Задание a: Масштабируйте записи: перепишите их, начиная с самой первой и заканчивая строкой с "left=207, top=292, right=250, bottom=307" (обе границы включительно), вместе с запросами. Каждую координату рамок в ответах умножьте на 0,85 и округлите до целых, половины вверх. Числа в запросах и образцах формата не трогайте, а картинки в ответ не включайте.

___ Исходный текст ___

Случалось, в судьбе сценария роковую роль играли не привходящие обстоятельства — черные списки, подсиживания, непрофессиональные соавторы и продюсеры, а сам сценарист. Продюсер Уолтер Уонгер нанял Фицджеральда и Бадда Шульберга написать сценарий «Дартмутский фестиваль» по рассказу последнего и с этой целью отправил соавторов в Дартмут, где разворачивается действие мелодрамы Шульберга. Героиня, юная Джилл, бежит с ребенком от жестокосердного мужа и отстает от поезда в Дартмуте, где разыгрывается снежная буря, — довольно плоская метафора растрепанных чувств героини. Герои сценария и его авторы действуют синхронно: Джилл убегает от мужа, а Фицджеральд — от Шульберга: в номере Скотт напивается и оставляет соавтору духоподъемную записку: «Я запил, дружище, и теперь ты меня никогда не найдешь!» Результаты дартмутской вылазки неутешительны. Во-первых, продюсер отказывается от услуг горе-сценаристов, пивших с утра до вечера, толковавших о книгах и ничего не написавших, а заодно — и от всего проекта. И во-вторых, Скотту пришлось, прежде чем он бесславно вернулся в Голливуд, две недели пролежать в больнице, а по возвращении в строй всем говорить, что лечился не от запоя, а от внезапно открывшегося туберкулеза…

Ссоры с продюсерами и соавторами происходят у Фицджеральда регулярно. В январе 1938 года он завершает сценарий по «Трем товарищам» Ремарка и остается своей работой доволен. Доволен Скотт; доволен и авторитетный кинокритик «Нью-Йорк таймс» Фрэнк Наджент, включивший «Три товарища» в десятку лучших фильмов 1938 года. Фильмов — не сценариев. «Это исключительно удачная картина, — писал Наджент. — Вне всяких сомнений, она войдет в десять лучших фильмов 1938 года. Такой фильм пропустить никак нельзя». А вот на студии сценарием остались недовольны. Недоволен соавтор Скотта Тед Парамор, решивший, ознакомившись с киноверсией романа Ремарка, что ее еще предстоит «довести до ума». Недоволен и продюсер Джозеф Манкевич, который садится сценарий переписывать. Переписывает и, по мнению Фицджеральда, только портит; Скотт читает окончательную версию и свой сценарий не узнает. Парамору и Манкевичу он пишет, по существу, одно и то же. Парамору: «Я не написал бы четыре романа, из которых четыре же стали бестселлерами, и полторы сотни самых высокооплачиваемых рассказов, если бы обладал воображением и вкусом капризного ребенка, неспособного отличить хорошее от плохого». Манкевичу: «Сказать, что я разочарован, значит ничего не сказать. Мне страшно тяжело сознавать, что плоды многомесячных трудов и раздумий могут быть безрассудно уничтожены за одну неделю… В течение девятнадцати лет я писал книги, становившиеся бестселлерами, и считалось, что диалоги мне удавались как никому. Вы же решили, что диалог плох, и Вам ничего не стоит переписать его за каких-нибудь несколько часов. Что ж, продюсеры всегда правы. А ведь я хороший писатель, честное слово. По правде говоря, я думал, что Вы будете играть в честную игру».

___ Показанные записи ___

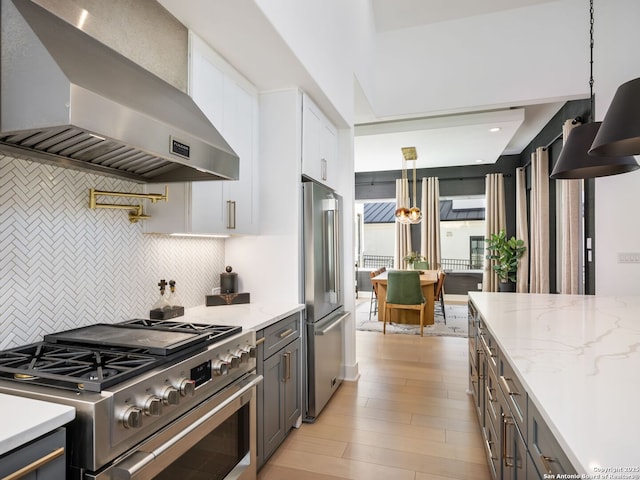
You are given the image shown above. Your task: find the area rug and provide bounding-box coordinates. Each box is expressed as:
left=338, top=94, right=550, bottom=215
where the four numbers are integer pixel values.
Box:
left=356, top=299, right=468, bottom=337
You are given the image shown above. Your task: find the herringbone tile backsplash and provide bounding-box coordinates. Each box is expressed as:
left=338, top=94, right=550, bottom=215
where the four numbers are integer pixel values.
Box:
left=0, top=154, right=224, bottom=350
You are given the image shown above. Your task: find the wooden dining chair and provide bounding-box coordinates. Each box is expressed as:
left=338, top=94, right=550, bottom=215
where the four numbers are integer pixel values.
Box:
left=382, top=270, right=426, bottom=336
left=369, top=267, right=387, bottom=321
left=433, top=270, right=447, bottom=325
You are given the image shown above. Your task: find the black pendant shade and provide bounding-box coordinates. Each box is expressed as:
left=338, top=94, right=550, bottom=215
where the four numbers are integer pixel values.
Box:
left=551, top=122, right=640, bottom=179
left=589, top=78, right=640, bottom=156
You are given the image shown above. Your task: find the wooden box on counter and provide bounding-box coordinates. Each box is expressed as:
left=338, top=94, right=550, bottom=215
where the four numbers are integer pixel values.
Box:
left=149, top=306, right=184, bottom=320
left=207, top=292, right=250, bottom=307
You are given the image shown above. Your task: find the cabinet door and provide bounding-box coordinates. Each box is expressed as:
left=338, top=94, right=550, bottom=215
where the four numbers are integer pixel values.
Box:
left=302, top=95, right=338, bottom=189
left=222, top=77, right=258, bottom=234
left=284, top=338, right=302, bottom=432
left=262, top=353, right=286, bottom=461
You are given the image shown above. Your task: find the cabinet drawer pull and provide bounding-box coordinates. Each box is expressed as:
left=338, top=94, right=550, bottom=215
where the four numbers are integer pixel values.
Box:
left=280, top=328, right=293, bottom=338
left=484, top=440, right=497, bottom=460
left=2, top=447, right=64, bottom=480
left=502, top=413, right=514, bottom=467
left=286, top=352, right=291, bottom=381
left=500, top=375, right=520, bottom=396
left=540, top=454, right=556, bottom=475
left=480, top=335, right=498, bottom=358
left=486, top=385, right=496, bottom=403
left=227, top=200, right=236, bottom=230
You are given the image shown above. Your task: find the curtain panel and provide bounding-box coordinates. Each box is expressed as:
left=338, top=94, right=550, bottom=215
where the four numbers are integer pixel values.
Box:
left=420, top=177, right=442, bottom=270
left=393, top=178, right=411, bottom=269
left=482, top=173, right=507, bottom=292
left=516, top=167, right=529, bottom=293
left=556, top=119, right=584, bottom=294
left=529, top=147, right=549, bottom=293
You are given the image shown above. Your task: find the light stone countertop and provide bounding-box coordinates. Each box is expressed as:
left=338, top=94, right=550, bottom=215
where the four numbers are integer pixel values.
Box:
left=469, top=292, right=640, bottom=479
left=0, top=393, right=76, bottom=455
left=178, top=303, right=304, bottom=331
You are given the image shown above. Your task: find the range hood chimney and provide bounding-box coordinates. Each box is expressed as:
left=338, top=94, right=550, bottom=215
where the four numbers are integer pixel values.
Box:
left=0, top=0, right=239, bottom=183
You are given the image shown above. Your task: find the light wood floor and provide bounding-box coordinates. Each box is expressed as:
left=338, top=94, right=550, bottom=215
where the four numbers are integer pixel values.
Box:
left=258, top=324, right=491, bottom=480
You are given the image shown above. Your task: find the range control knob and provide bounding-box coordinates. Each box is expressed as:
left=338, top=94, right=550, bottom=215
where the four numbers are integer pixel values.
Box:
left=178, top=378, right=196, bottom=397
left=162, top=387, right=180, bottom=405
left=221, top=353, right=240, bottom=368
left=211, top=360, right=229, bottom=377
left=142, top=396, right=162, bottom=417
left=231, top=347, right=249, bottom=363
left=122, top=407, right=142, bottom=428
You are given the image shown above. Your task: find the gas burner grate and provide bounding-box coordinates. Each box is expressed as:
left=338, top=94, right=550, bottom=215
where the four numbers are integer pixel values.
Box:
left=0, top=342, right=159, bottom=392
left=118, top=318, right=242, bottom=343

___

Задание b: Переведите на английский предложение из текста о Фицджеральде: «Ссоры с продюсерами и соавторами происходят у Фицджеральда регулярно».

Результат a:
You are given the image shown above. Your task: find the area rug and provide bounding-box coordinates. Each box is expressed as:
left=338, top=94, right=550, bottom=215
where the four numbers are integer pixel values.
Box:
left=303, top=254, right=398, bottom=286
You are given the image shown above. Your task: find the herringbone tile backsplash and provide bounding-box coordinates. Each box is expressed as:
left=338, top=94, right=550, bottom=215
where the four numbers are integer pixel values.
Box:
left=0, top=131, right=190, bottom=298
You are given the image shown above. Your task: find the wooden dining chair and provide bounding-box coordinates. Each box is expressed as:
left=338, top=94, right=550, bottom=215
where the four numbers are integer pixel values.
Box:
left=325, top=230, right=362, bottom=286
left=314, top=227, right=329, bottom=273
left=368, top=230, right=380, bottom=276
You are given the image shown above. Your task: find the black pendant shade and provide bounding-box coordinates. Each box is expressed as:
left=338, top=94, right=550, bottom=215
where the four numbers are integer pixel values.
Box:
left=468, top=104, right=544, bottom=152
left=501, top=66, right=544, bottom=133
You are given the image shown above. Your task: find the wooden box on counter and provide bounding-box coordinates. Each box is expressed as:
left=338, top=94, right=550, bottom=215
where the four numbers are integer pixel values.
Box:
left=127, top=260, right=156, bottom=272
left=176, top=248, right=213, bottom=261

Результат b: Fitzgerald regularly has quarrels with producers and co-authors.